**What to produce**
In the listing below, copy out word for word everything from the line containing "Would you please pick out the vineyard" down to the line containing "point(67, 58)", with both of those lines included.

**Data rows**

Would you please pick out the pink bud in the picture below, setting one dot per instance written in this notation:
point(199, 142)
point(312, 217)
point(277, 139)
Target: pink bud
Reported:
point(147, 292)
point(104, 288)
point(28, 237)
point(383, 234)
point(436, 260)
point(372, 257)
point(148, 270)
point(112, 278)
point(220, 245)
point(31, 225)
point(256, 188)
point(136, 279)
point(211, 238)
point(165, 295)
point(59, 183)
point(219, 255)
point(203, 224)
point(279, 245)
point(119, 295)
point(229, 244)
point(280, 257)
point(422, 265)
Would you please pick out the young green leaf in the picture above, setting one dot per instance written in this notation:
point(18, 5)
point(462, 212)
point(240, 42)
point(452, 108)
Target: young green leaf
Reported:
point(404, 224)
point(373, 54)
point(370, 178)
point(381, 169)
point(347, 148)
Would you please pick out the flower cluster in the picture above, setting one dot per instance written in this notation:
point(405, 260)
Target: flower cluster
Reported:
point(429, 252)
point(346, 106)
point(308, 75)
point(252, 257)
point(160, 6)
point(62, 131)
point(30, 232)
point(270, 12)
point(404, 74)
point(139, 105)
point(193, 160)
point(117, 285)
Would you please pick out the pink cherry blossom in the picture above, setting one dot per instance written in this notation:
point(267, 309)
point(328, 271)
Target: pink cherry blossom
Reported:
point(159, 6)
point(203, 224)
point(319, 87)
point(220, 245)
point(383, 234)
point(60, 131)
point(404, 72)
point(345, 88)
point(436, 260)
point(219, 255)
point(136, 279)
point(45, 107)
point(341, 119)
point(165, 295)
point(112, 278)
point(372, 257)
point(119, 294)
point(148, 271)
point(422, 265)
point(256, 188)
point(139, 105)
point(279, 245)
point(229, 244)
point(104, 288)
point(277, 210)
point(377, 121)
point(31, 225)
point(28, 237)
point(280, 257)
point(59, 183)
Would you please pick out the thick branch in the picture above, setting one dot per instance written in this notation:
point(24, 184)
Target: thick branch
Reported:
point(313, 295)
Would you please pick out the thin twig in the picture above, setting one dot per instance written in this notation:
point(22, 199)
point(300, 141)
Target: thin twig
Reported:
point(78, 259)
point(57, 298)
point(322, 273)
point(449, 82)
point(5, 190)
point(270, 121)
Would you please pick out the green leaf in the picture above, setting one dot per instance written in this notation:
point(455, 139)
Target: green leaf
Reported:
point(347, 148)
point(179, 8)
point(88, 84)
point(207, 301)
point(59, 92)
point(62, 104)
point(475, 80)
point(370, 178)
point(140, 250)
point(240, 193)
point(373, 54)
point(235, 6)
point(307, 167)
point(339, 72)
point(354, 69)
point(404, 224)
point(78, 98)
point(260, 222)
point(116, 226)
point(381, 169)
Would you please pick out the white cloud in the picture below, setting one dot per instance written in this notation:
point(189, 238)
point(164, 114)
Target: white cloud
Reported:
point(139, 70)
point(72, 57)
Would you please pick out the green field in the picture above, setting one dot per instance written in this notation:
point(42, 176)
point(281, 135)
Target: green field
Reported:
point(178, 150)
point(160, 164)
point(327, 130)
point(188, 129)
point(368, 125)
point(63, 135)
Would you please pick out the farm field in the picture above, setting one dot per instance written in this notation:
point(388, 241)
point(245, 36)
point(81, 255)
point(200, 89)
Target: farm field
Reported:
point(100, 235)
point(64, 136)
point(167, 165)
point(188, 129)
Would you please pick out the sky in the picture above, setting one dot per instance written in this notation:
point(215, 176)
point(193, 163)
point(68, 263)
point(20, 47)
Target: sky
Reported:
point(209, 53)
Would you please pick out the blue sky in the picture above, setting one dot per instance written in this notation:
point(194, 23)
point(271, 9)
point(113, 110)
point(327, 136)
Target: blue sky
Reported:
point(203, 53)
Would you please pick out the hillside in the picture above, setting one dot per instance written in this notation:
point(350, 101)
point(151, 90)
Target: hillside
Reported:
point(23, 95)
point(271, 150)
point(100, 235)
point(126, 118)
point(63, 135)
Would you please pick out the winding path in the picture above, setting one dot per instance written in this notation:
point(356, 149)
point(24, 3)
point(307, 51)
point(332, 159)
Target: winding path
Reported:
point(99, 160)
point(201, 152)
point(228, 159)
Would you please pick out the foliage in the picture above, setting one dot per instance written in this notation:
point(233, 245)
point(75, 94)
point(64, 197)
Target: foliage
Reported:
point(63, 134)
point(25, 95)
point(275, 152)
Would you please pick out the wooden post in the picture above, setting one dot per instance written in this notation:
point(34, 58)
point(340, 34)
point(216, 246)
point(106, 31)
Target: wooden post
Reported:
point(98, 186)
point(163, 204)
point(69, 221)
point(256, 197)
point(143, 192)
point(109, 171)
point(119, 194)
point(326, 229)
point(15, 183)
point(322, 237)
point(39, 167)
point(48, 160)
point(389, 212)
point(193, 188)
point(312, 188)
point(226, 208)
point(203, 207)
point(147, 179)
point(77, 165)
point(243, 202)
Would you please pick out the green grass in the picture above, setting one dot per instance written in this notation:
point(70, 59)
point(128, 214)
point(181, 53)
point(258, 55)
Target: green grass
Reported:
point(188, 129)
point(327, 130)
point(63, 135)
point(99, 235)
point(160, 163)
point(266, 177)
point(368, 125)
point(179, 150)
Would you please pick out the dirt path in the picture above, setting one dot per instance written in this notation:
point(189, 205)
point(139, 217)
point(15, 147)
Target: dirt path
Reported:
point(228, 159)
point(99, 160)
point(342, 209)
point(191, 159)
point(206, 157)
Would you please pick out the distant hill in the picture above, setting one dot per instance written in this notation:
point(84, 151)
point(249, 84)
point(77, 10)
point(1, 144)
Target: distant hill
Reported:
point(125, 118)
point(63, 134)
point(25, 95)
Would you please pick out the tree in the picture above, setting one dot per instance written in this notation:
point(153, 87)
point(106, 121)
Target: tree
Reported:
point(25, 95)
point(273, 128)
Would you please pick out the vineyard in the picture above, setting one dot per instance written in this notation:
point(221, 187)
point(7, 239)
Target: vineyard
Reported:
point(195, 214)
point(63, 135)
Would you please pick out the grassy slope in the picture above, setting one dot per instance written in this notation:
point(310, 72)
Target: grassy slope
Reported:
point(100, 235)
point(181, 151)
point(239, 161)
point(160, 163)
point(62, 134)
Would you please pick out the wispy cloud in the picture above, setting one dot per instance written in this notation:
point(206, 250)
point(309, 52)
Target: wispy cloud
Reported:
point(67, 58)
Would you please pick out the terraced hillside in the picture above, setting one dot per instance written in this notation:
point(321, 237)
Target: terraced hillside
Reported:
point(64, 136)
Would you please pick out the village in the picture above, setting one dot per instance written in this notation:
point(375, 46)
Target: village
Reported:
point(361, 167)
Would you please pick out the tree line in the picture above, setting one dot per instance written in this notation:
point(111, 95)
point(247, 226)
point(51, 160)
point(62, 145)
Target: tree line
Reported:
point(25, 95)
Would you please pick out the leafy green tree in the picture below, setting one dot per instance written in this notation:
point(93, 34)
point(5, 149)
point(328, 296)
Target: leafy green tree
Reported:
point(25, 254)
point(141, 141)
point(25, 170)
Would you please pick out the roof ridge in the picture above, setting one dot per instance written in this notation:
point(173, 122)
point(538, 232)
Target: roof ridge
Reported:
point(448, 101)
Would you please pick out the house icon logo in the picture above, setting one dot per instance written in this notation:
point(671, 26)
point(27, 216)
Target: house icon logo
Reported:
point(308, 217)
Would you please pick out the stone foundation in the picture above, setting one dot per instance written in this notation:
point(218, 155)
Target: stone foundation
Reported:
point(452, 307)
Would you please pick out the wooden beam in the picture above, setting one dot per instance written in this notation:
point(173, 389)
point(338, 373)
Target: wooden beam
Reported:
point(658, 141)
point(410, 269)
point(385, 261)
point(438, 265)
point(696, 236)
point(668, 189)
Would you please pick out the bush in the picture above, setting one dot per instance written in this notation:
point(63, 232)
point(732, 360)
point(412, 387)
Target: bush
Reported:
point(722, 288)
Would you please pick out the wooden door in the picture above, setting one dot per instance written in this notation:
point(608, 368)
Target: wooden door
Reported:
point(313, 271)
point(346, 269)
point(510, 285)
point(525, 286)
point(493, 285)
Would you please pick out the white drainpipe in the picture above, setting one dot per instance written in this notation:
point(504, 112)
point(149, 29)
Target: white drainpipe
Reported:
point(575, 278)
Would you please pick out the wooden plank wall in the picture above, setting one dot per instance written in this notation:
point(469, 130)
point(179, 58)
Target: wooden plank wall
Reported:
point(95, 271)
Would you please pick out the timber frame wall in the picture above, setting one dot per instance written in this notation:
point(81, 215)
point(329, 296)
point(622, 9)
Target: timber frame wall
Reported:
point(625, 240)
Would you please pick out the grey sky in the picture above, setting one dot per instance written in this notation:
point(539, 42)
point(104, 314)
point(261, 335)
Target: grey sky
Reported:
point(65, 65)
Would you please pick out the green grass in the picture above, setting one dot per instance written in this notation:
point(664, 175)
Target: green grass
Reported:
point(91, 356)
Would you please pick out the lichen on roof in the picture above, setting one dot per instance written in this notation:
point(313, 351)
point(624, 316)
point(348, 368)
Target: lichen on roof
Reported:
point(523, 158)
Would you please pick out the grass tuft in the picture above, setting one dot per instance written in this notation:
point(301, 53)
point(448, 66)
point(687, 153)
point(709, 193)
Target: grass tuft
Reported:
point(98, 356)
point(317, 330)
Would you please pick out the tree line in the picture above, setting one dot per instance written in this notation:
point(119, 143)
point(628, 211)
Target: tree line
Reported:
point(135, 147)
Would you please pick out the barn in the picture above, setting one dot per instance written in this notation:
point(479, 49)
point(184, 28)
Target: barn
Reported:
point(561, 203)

**The answer**
Would you please pick out the vineyard in the picture above, setting one dot per instance written in this notation:
point(221, 187)
point(7, 239)
Target: vineyard
Reported:
point(195, 214)
point(63, 135)
Would you please pick out the grassy slope in the picture above, setting one dot per instance written in this notation:
point(310, 72)
Target: grassy slope
Reported:
point(100, 235)
point(181, 151)
point(239, 161)
point(160, 163)
point(62, 134)
Would you please pick out the wispy cloud in the picture above, setting one dot per instance written in this notation:
point(206, 250)
point(309, 52)
Target: wispy cloud
Reported:
point(67, 58)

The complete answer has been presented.